>>>
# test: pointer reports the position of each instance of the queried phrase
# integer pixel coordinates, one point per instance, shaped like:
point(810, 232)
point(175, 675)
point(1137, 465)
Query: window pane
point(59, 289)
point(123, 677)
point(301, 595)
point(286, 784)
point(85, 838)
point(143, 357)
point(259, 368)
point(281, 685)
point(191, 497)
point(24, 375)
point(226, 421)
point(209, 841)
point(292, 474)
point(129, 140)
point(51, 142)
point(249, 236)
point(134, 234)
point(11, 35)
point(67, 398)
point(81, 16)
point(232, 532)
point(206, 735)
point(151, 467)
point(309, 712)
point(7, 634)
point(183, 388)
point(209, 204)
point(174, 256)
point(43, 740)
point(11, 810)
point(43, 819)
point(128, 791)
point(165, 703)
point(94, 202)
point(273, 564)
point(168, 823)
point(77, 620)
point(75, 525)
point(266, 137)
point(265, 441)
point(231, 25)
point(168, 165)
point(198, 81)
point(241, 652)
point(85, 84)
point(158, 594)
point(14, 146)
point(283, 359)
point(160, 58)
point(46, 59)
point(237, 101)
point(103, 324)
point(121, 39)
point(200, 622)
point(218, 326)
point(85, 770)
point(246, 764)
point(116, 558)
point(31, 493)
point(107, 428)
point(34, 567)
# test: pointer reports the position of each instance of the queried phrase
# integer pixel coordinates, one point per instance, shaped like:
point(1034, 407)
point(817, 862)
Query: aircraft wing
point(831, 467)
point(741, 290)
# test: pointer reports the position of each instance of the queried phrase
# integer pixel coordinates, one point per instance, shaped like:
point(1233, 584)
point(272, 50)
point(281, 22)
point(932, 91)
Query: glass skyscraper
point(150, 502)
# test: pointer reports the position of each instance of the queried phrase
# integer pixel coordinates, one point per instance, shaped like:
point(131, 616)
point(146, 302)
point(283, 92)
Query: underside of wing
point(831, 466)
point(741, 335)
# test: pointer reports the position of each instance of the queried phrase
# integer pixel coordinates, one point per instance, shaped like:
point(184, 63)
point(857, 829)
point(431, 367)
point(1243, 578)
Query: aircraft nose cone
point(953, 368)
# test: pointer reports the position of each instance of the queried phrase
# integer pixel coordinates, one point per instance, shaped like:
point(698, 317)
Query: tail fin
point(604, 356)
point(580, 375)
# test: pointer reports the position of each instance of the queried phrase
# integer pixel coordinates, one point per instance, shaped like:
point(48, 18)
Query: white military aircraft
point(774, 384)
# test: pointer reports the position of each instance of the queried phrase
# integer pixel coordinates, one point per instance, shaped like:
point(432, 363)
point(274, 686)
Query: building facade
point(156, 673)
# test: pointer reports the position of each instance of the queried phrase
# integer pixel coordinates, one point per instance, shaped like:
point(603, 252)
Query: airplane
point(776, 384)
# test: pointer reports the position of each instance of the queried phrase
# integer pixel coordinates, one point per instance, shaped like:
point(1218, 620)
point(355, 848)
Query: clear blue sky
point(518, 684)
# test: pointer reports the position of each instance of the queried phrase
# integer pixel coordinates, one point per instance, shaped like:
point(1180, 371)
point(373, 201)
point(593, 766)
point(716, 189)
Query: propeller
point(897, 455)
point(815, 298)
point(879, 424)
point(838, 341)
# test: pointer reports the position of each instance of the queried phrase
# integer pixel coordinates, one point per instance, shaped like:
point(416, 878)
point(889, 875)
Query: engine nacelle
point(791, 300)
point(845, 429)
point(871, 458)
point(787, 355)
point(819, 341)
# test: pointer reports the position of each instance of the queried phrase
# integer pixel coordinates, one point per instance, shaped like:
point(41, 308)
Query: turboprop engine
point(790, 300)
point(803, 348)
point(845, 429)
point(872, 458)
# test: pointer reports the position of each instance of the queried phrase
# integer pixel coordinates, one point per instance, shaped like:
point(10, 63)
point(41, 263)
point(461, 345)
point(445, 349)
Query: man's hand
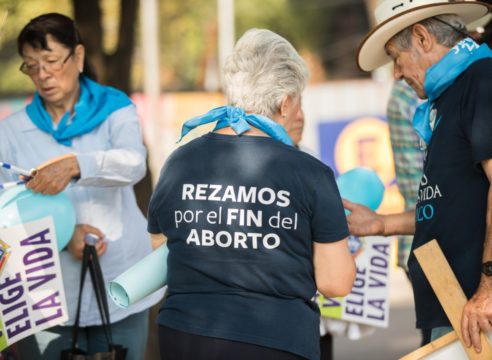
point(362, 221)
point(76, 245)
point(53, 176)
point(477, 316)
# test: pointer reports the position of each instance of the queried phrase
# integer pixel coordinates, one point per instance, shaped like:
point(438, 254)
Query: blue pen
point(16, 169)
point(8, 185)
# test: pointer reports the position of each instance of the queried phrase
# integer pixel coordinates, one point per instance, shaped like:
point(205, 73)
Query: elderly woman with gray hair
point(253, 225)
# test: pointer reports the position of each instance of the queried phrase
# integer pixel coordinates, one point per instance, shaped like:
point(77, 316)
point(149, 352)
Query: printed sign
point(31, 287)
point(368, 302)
<<<
* **WORK TO COMPLETE**:
Reproduce every row above word for word, leaving out the pictures.

* **EXPECTED OUTPUT**:
# test: pointer reports the position of each instance of the queried phrase
# integer pixel coordinates, one point per instance, shaped like:
point(810, 232)
point(175, 675)
point(1137, 465)
Query: window pane
point(59, 289)
point(123, 677)
point(301, 595)
point(286, 784)
point(85, 838)
point(143, 357)
point(259, 368)
point(281, 685)
point(191, 497)
point(24, 375)
point(226, 421)
point(209, 841)
point(292, 474)
point(129, 140)
point(51, 142)
point(249, 236)
point(134, 234)
point(11, 35)
point(67, 398)
point(81, 16)
point(232, 532)
point(206, 735)
point(151, 467)
point(309, 712)
point(7, 634)
point(183, 388)
point(209, 204)
point(174, 256)
point(43, 740)
point(11, 810)
point(43, 819)
point(128, 791)
point(165, 703)
point(94, 202)
point(273, 564)
point(168, 823)
point(77, 620)
point(75, 525)
point(266, 137)
point(265, 441)
point(231, 25)
point(168, 165)
point(198, 81)
point(241, 652)
point(85, 84)
point(158, 594)
point(14, 146)
point(283, 359)
point(160, 58)
point(46, 59)
point(237, 101)
point(103, 324)
point(121, 39)
point(200, 622)
point(218, 326)
point(85, 770)
point(246, 764)
point(116, 558)
point(31, 493)
point(107, 428)
point(34, 567)
# test: pointer reports the position of each instance of the queried phrase
# integer pixel coordinates, one point per instance, shaped like:
point(1034, 407)
point(817, 862)
Query: aircraft wing
point(831, 467)
point(741, 290)
# test: pointer reports the position of each instance of the queried phrase
# integer pixel coordinates, one point per instance, shaped like:
point(1233, 584)
point(272, 50)
point(281, 22)
point(932, 91)
Query: glass skyscraper
point(150, 502)
# test: pointer reports the position of each instance of the queried phrase
# integer pixel coordinates, one point per instance, shaped like:
point(131, 616)
point(146, 302)
point(283, 92)
Query: underside of wing
point(831, 466)
point(741, 335)
# test: pointer reports the position of each instance of the queried phrase
# integer pixel coordinates, one point per instance, shaped like:
point(184, 63)
point(857, 829)
point(431, 367)
point(1243, 578)
Query: aircraft nose cone
point(953, 368)
# test: pointer reports the position of each instance of the queried phrase
# integer pixel coordinates, one point per instance, shaped like:
point(698, 317)
Query: tail fin
point(604, 356)
point(580, 375)
# test: pointer reports the position of each instance of the queried phrase
# integer pixel coordinates, one point per instance, shaped like:
point(48, 18)
Query: white military aircraft
point(774, 384)
# test: pointer reports the position of each instance of the queried phrase
# integer pixel coordinates, one point per instance, shaped like:
point(432, 363)
point(274, 686)
Query: building facade
point(156, 673)
# test: pointer reports the position of each instance of the queried phrase
# integer pixel coordinates, one point per instance, shaped like:
point(603, 252)
Query: airplane
point(776, 384)
# test: pointer reports the position of each instance of the queried phrase
# integer pixel coordinates, one point per instance, shaped like:
point(1218, 620)
point(355, 848)
Query: clear blue sky
point(518, 684)
# test: pointer reports the position of each instance of the queried phrase
# integer pixel coordinates, one point per instance, shaped like:
point(1180, 371)
point(373, 201)
point(593, 766)
point(716, 189)
Query: propeller
point(897, 455)
point(815, 298)
point(879, 424)
point(838, 341)
# test: pointer reports the position of each instance of the queried phrase
# integer pixel coordinates, one point per instance, shaped like:
point(416, 878)
point(889, 875)
Query: engine nacelle
point(791, 300)
point(845, 429)
point(871, 458)
point(787, 355)
point(819, 341)
# test: pointer reports the position of each instance of the queried phrase
# integer pixel coordinates, one point per instance, shaped like:
point(41, 308)
Query: turboprop engine
point(790, 300)
point(803, 348)
point(845, 429)
point(872, 458)
# test: pointer reports the position of each instance of the queried phrase
# integer pixel coordinates, one point per instance, shaped like:
point(10, 63)
point(41, 263)
point(461, 345)
point(445, 349)
Query: man's hand
point(362, 221)
point(76, 245)
point(53, 176)
point(477, 316)
# test: pointer reports the position of each instance of the queried phrase
# integer pixel coordinates, one point per instance, shaped like:
point(438, 254)
Query: blue pen
point(16, 169)
point(8, 185)
# test: pointer reports the position of each instance of the queried phrase
# integer pixel coordinates, one point per instance, shaped like:
point(205, 73)
Query: elderly woman with gray hair
point(253, 225)
# test: pointer reports the position of each instance of the queried phrase
# integer pixel coordinates, one point per instance, shaped like:
point(77, 316)
point(149, 352)
Query: printed sign
point(31, 287)
point(368, 302)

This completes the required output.